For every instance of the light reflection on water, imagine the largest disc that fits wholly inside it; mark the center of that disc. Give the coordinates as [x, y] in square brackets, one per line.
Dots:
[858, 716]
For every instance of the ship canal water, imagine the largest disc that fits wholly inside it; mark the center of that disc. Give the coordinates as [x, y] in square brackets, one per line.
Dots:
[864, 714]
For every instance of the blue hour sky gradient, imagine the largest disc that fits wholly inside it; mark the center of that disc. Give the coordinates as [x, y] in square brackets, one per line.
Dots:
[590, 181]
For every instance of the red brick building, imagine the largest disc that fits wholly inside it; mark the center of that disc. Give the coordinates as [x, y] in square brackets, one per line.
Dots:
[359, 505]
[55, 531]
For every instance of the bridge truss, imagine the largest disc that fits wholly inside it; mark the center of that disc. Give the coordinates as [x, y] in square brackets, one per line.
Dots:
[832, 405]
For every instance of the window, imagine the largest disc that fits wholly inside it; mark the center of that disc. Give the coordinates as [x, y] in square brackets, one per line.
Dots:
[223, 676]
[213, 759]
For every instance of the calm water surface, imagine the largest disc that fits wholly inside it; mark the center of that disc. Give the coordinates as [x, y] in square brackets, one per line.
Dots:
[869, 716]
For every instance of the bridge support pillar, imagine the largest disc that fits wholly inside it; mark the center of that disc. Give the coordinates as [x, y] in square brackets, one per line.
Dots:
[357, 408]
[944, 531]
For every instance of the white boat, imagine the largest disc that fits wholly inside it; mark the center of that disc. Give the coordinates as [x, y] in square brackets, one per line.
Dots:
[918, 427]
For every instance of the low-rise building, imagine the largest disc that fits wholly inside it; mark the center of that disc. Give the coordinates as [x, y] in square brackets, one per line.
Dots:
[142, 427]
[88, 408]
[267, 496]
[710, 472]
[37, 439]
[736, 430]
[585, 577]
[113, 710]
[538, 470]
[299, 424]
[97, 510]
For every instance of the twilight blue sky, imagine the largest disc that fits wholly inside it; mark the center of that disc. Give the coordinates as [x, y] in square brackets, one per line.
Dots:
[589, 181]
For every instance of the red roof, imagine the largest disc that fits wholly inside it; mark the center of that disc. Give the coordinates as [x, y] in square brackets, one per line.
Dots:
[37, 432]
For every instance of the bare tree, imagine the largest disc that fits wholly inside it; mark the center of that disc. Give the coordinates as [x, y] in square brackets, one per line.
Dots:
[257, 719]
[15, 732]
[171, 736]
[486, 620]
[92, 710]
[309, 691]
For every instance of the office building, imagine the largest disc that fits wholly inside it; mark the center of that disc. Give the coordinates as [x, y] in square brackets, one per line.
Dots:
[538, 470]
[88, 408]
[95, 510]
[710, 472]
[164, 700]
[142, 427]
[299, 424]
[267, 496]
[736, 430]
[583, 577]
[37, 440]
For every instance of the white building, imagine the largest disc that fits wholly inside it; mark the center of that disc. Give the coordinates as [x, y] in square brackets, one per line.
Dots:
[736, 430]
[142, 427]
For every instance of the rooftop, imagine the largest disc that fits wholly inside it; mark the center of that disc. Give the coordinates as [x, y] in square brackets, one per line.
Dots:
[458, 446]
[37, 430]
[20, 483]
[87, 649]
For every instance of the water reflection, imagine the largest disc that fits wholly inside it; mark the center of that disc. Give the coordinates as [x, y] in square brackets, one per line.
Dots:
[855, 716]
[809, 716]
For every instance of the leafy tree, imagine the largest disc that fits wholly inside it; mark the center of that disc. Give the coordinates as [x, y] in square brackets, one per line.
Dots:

==

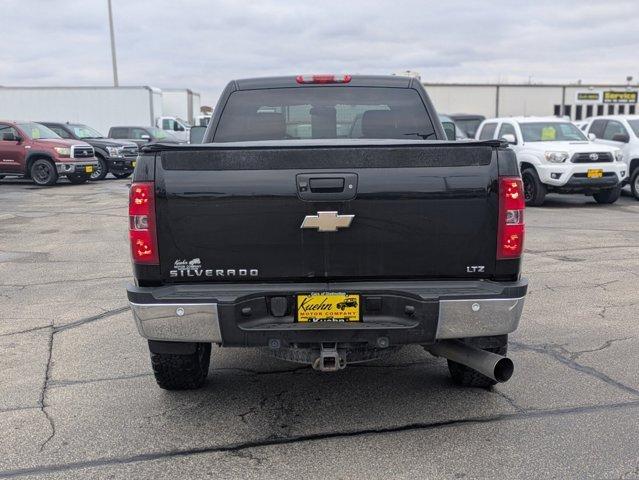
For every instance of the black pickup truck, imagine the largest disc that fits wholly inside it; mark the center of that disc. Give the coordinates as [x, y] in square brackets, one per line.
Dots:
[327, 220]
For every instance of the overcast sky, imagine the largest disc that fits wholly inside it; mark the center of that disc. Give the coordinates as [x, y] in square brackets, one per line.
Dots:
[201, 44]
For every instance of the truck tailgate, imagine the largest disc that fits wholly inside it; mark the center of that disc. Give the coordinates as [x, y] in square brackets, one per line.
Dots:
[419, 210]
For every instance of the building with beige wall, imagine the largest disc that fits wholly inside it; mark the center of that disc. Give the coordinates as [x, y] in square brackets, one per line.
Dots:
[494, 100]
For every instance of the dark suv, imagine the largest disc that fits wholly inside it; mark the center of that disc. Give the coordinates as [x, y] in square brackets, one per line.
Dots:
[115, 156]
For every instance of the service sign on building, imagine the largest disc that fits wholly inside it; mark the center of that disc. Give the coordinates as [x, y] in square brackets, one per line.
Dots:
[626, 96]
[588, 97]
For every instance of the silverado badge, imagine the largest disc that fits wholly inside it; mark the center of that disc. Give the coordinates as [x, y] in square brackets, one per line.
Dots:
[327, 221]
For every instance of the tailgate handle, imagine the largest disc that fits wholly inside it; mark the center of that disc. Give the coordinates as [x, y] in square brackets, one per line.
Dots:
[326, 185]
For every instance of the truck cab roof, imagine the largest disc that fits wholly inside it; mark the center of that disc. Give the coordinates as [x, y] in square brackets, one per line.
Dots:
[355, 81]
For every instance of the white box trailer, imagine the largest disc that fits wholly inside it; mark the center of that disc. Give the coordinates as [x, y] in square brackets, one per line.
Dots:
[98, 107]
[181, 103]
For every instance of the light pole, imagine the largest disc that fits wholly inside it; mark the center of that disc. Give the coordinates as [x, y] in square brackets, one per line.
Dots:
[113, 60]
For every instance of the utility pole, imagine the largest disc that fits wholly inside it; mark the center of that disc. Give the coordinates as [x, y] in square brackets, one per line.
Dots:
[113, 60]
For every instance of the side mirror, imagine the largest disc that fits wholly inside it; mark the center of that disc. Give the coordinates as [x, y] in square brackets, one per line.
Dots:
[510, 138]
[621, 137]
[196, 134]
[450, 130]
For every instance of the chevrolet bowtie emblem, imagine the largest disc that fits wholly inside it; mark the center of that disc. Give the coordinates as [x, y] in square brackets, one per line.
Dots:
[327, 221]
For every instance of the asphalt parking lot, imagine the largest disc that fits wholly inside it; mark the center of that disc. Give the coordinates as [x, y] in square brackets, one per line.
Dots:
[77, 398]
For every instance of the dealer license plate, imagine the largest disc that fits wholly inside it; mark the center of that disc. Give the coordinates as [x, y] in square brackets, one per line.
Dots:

*PROBLEM TO SOLVE*. Report the total of lines above containing the string "tree", and write nothing besides it.

*RESULT FOR THIS EXERCISE*. 2